**EXERCISE BRIEF:**
Copy the entries from the line with "96L54 90L39 87L19" to the line with "positive clicks: (383, 741)", replacing "rough mask" with "coarse mask" and leaving everything else unchanged.

**DATA SHOWN:**
:::::

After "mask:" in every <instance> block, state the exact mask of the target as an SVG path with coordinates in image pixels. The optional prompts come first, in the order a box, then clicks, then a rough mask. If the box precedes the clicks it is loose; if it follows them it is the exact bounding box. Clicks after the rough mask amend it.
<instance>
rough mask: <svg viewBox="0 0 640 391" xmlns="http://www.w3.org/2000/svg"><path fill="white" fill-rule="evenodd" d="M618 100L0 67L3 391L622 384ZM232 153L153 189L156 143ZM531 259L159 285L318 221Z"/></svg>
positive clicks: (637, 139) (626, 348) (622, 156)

:::::

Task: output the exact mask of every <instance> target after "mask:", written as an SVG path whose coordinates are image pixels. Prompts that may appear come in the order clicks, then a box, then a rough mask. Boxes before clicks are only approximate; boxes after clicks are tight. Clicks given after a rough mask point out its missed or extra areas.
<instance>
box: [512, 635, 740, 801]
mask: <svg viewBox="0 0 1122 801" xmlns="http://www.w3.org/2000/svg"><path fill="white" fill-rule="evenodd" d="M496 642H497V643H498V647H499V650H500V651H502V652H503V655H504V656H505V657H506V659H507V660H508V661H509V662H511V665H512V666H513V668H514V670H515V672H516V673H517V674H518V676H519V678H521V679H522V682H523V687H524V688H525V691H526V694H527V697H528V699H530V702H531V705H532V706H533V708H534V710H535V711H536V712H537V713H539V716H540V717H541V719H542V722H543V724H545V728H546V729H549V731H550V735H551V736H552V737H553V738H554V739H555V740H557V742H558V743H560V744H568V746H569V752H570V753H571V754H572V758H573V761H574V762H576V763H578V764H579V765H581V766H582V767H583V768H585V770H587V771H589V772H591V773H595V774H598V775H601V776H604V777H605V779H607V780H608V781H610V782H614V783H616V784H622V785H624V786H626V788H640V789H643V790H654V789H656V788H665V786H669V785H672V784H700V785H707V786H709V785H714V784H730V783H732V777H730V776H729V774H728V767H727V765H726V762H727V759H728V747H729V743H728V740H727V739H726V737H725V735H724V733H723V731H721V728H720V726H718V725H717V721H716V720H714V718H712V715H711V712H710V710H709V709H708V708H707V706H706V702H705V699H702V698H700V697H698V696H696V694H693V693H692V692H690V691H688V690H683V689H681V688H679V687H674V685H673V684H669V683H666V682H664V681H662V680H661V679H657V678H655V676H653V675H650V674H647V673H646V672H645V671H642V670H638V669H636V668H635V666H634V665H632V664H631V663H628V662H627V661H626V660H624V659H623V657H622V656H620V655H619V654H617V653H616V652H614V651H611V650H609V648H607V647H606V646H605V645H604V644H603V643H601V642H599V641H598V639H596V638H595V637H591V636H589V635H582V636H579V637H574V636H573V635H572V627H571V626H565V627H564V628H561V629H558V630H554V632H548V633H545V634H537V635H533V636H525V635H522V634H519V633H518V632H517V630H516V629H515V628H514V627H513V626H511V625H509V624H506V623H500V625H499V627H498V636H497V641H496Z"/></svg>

:::::

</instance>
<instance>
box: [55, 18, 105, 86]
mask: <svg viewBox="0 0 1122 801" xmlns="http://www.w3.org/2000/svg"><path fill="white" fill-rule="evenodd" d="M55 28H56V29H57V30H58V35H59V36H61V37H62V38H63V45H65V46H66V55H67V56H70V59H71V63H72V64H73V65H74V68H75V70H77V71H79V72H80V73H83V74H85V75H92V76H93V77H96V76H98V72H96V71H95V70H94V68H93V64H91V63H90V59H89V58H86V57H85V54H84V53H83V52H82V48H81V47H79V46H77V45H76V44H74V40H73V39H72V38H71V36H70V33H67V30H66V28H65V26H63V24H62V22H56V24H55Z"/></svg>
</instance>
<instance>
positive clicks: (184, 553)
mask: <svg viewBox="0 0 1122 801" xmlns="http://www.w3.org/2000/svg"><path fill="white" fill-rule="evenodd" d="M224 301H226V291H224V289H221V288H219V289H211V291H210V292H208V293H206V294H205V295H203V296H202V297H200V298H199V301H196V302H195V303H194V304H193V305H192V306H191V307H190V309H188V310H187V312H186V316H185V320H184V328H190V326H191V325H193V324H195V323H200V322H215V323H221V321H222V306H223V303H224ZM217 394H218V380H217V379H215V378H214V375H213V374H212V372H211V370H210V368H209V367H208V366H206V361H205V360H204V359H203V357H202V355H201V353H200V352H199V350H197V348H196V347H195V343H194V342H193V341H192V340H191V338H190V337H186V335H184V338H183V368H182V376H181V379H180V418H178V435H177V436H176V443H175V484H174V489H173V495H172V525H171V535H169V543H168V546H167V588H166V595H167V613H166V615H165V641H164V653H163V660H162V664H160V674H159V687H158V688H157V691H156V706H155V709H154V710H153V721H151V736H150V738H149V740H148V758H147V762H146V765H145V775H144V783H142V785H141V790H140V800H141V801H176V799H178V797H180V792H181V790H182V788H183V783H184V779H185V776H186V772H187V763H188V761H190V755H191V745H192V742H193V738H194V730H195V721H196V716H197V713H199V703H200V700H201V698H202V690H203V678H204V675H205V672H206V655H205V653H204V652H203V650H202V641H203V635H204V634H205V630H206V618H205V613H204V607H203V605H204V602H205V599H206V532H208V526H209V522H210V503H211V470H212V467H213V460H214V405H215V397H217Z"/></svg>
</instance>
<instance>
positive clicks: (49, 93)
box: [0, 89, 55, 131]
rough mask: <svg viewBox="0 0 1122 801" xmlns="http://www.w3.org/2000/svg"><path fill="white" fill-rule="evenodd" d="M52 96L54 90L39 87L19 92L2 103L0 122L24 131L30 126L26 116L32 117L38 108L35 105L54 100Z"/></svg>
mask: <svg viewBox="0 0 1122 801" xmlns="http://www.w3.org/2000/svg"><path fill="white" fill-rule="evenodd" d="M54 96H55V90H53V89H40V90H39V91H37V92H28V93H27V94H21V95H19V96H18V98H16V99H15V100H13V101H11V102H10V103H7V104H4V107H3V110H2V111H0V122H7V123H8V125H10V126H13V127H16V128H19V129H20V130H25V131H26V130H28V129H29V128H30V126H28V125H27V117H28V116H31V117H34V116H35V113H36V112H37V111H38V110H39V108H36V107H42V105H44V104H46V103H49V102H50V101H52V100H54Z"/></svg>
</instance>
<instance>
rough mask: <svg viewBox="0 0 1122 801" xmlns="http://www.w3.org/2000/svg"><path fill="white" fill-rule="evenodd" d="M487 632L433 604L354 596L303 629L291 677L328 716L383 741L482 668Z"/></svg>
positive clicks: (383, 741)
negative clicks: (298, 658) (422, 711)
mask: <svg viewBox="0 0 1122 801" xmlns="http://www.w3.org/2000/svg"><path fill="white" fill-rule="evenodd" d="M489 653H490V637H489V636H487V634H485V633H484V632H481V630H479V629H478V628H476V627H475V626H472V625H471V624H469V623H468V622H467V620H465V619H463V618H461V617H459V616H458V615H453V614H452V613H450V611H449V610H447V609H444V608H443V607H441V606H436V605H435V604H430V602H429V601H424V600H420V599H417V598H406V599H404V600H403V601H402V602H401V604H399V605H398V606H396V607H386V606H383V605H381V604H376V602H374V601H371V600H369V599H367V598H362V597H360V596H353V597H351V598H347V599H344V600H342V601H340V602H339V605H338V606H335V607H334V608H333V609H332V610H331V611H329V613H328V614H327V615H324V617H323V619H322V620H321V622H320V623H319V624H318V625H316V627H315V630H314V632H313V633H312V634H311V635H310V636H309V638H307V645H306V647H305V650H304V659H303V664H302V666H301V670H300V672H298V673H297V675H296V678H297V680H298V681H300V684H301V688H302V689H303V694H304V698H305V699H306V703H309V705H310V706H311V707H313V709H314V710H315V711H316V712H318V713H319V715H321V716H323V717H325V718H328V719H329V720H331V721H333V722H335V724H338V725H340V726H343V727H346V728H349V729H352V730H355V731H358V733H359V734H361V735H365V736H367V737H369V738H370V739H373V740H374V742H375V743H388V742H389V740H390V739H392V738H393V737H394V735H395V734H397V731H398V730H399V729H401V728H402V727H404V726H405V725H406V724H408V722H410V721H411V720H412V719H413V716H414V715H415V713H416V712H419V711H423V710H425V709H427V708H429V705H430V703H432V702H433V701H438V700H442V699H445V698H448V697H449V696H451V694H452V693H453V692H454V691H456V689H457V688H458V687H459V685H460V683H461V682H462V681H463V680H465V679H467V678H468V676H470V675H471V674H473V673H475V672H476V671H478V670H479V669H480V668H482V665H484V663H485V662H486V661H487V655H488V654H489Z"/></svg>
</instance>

:::::

**RESPONSE AREA:**
coarse mask: <svg viewBox="0 0 1122 801" xmlns="http://www.w3.org/2000/svg"><path fill="white" fill-rule="evenodd" d="M52 96L54 90L39 87L19 92L2 103L0 122L24 131L30 126L26 116L32 117L38 108L35 105L54 100Z"/></svg>
mask: <svg viewBox="0 0 1122 801" xmlns="http://www.w3.org/2000/svg"><path fill="white" fill-rule="evenodd" d="M54 96H55V90H53V89H40V90H39V91H37V92H28V93H27V94H21V95H19V96H18V98H16V99H15V100H13V101H11V102H10V103H7V104H4V107H3V110H2V111H0V122H7V123H8V125H10V126H13V127H16V128H19V129H20V130H25V131H26V130H28V129H29V128H30V126H28V125H27V117H28V116H31V117H34V116H35V113H36V112H37V111H38V110H39V108H36V107H42V105H44V104H46V103H49V102H50V101H52V100H54Z"/></svg>
</instance>
<instance>
coarse mask: <svg viewBox="0 0 1122 801" xmlns="http://www.w3.org/2000/svg"><path fill="white" fill-rule="evenodd" d="M487 632L433 604L354 596L303 629L291 677L328 716L383 741L482 668Z"/></svg>
positive clicks: (383, 741)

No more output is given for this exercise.